** Short task **
Write each line exactly, from the line that holds "gray background, one" through the final line of the material, and no other line.

** Excerpts of location labeling data **
- - -

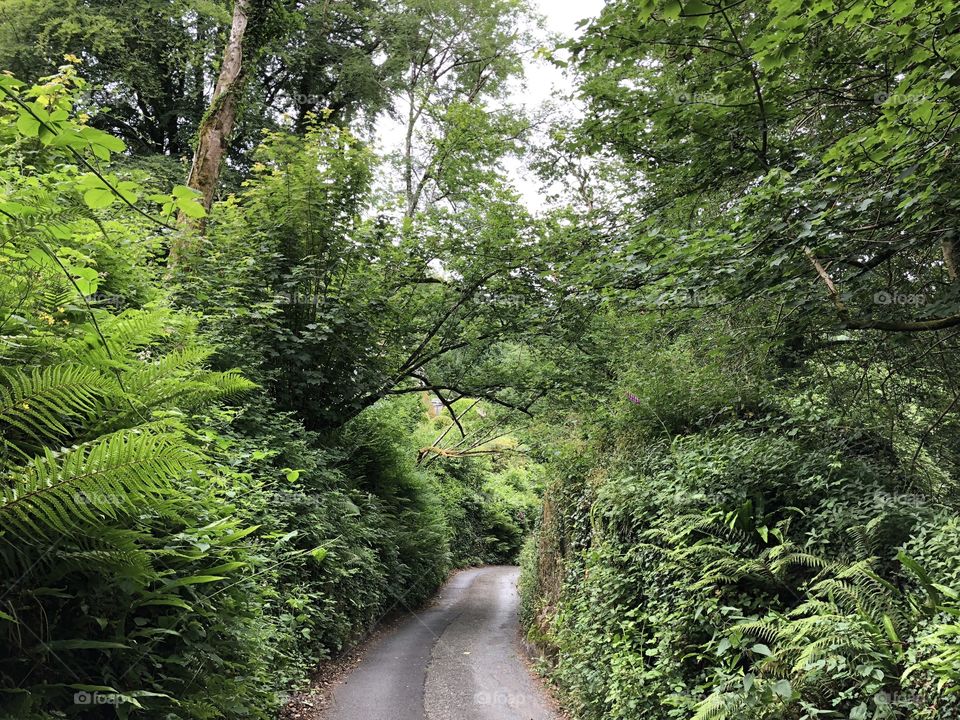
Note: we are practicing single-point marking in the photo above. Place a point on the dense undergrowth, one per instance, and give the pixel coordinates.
(723, 541)
(183, 541)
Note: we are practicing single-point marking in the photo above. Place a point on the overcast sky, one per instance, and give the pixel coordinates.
(543, 82)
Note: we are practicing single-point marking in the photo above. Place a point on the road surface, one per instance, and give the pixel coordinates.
(457, 660)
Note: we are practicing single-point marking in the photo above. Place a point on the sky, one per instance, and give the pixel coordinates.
(543, 83)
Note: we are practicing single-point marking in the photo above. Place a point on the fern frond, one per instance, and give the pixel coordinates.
(57, 492)
(37, 403)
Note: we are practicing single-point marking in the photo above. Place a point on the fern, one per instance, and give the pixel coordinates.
(37, 403)
(57, 492)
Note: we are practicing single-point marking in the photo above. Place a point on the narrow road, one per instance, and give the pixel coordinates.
(457, 660)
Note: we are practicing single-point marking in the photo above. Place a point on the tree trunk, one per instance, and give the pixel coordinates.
(213, 135)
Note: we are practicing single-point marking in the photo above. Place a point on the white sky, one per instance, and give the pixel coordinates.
(543, 82)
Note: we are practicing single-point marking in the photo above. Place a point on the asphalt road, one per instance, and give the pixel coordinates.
(457, 660)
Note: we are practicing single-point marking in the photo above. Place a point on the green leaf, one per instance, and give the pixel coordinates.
(98, 198)
(671, 10)
(27, 125)
(783, 689)
(193, 580)
(191, 208)
(85, 645)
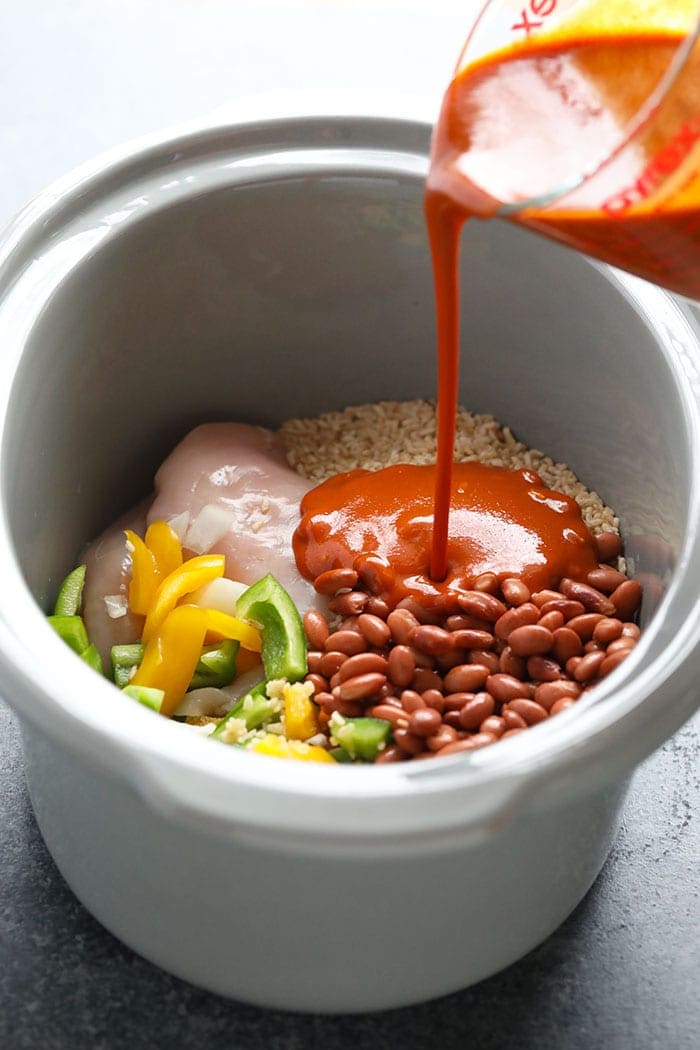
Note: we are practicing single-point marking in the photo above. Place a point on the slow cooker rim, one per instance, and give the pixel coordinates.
(494, 762)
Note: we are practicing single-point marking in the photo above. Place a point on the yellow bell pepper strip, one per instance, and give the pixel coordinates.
(189, 576)
(145, 576)
(300, 712)
(230, 627)
(165, 546)
(171, 655)
(279, 748)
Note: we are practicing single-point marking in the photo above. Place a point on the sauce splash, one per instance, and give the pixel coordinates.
(502, 521)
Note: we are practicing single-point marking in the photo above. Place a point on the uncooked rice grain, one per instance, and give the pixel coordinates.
(379, 435)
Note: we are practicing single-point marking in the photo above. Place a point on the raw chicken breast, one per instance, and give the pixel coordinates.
(227, 488)
(107, 575)
(242, 500)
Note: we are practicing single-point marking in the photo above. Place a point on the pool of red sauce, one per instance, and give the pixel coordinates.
(501, 521)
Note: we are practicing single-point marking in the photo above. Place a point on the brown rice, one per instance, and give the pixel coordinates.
(374, 436)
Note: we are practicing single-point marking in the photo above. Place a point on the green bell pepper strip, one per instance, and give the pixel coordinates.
(216, 667)
(70, 593)
(71, 630)
(283, 642)
(92, 658)
(255, 708)
(362, 738)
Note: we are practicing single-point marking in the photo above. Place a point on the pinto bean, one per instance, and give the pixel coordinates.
(543, 670)
(620, 645)
(493, 725)
(487, 583)
(408, 741)
(476, 710)
(549, 692)
(348, 604)
(316, 628)
(466, 677)
(531, 641)
(585, 625)
(567, 644)
(362, 664)
(377, 607)
(360, 688)
(607, 630)
(522, 616)
(592, 600)
(509, 663)
(471, 639)
(374, 629)
(505, 687)
(608, 546)
(606, 579)
(444, 735)
(626, 599)
(424, 721)
(401, 666)
(389, 713)
(330, 663)
(488, 659)
(512, 719)
(563, 705)
(345, 642)
(552, 621)
(470, 743)
(431, 639)
(410, 700)
(568, 608)
(613, 660)
(433, 698)
(589, 666)
(335, 580)
(542, 597)
(514, 591)
(401, 623)
(530, 711)
(481, 604)
(424, 679)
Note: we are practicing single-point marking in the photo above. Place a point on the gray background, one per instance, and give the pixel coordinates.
(76, 78)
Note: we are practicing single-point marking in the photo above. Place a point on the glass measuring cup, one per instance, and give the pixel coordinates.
(580, 119)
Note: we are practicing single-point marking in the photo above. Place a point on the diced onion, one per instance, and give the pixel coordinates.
(220, 594)
(179, 524)
(210, 525)
(117, 606)
(203, 701)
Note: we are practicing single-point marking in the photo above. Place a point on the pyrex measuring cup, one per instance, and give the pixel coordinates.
(580, 119)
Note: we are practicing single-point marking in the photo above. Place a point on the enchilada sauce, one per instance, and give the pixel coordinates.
(520, 122)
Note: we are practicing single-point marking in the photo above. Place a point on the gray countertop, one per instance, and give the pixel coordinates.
(622, 971)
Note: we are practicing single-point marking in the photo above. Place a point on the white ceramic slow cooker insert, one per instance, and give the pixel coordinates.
(279, 268)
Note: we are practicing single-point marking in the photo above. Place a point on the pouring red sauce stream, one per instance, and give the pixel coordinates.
(430, 530)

- - -

** Exercise output **
Note: we are practicing single-point marking in the photo above. Place a point on the gray background, one per instance, and give the pixel coordinates.
(76, 78)
Note: we are practicing single-point marking in the photo above. Place a point on the glass measuring cup, one per instance, and give the pixel coordinates.
(580, 119)
Note: we are practicing single-point marking in the photo above. Place a point on the diced onion, one per instance, and give the pixel coordinates.
(220, 594)
(179, 524)
(210, 525)
(117, 606)
(203, 701)
Note: we are practicing single-point marking in the photo above. Place a point on the pyrex measuring cup, one per instance, and give the pixel coordinates.
(580, 119)
Note: we are practicing single-point marking in the photo above. Place a point on the enchilada sauce, one per instance, and give the pixel coordinates.
(520, 122)
Note: we are practicing single-point marking in the photo above. Place a point on the gray countertop, one per instance, and give the pixel coordinates.
(622, 971)
Note: we are practicing single-point marking in the photo above. Place a point on the white ceramic slow cooker insert, one per instance, and give the pixel coordinates.
(279, 268)
Note: we are practicing single-point marking in the photo above. Place a point on the pouring red sauce stream, one per instance, and give the pixel coordinates.
(430, 530)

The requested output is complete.